• Exercise requirements:
1. In the beekeeping thread, rewrite everything from "I'll probably be" down to "(Jan 7, 2009)", replacing "almonds" with "cherries".
2. Please answer these questions about the beekeeping thread:
(a) How much did Docking pay for the first NUC?
(b) What price per 2009 nuc does bluegrass quote?
(c) In what town is the Dadant that quoted beekinjax a price for a ten frame hive?

--- Document segment Enclosed Below ---

I will be looking for some of those big fat Bright Yellow Bees in the spring..


----------



## Flyman (Jun 11, 2007)

Tecumseh,

Me too......and a few queen cells.

Tom


----------



## Hambone (Mar 17, 2008)

tecumseh said:


> (hopefully barry will not throw me under the bus)...


Nah your probably fine. Change your name to Tecumseh Jarrett. Then try to post it.


----------



## Docking (Mar 13, 2008)

I just ordered my first NUC. Dropping off a deep minus 4 frames. By the time the new queen is mated and her laying pattern is checked, I should just about have the deep drawn out. I pick it up the first week in April. Paid $75.


----------



## bluegrass (Aug 30, 2006)

If anybody wants any 2009 Nucs from me this year it will cost you $500.00 each. Maybe prices will be lower in 2010, but for now I need to re-gain value on my retirement account. 

I think prices will rise on later nucs once winter is over and everybody can survey their winter losses. If you can buy now for 75.00 each, do so.


----------



## Tom G. Laury (May 24, 2008)

*09 nucs*

I'll probably be buying a couple hundred 5 framers for $150 ea, but before almonds. I can recoup $140 in pollination within 10 days of pickup. Expensive yet cheap.


----------



## beekinjax (Jan 7, 2009)

I have ordered two four frame nucs here in Florida at $90.00 each was quoted $160.00 for a ten frame hive through Dadant in High Springs

Hope it helps


----------



## peggjam (Mar 4, 2005)

--- End of Enclosed Document segment ---
--- Given data Enclosed Below ---

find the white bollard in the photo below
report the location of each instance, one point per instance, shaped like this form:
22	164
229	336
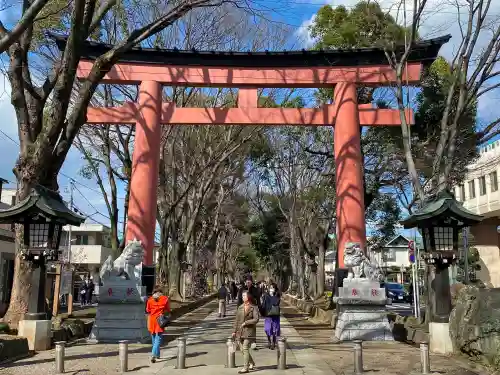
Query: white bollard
424	358
358	357
123	355
181	353
60	354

--- End of Enclosed Given data ---

• Set of answers:
1.
I'll probably be buying a couple hundred 5 framers for $150 ea, but before cherries. I can recoup $140 in pollination within 10 days of pickup. Expensive yet cheap.


----------



## beekinjax (Jan 7, 2009)

2.
(a) $75
(b) $500.00 each
(c) High Springs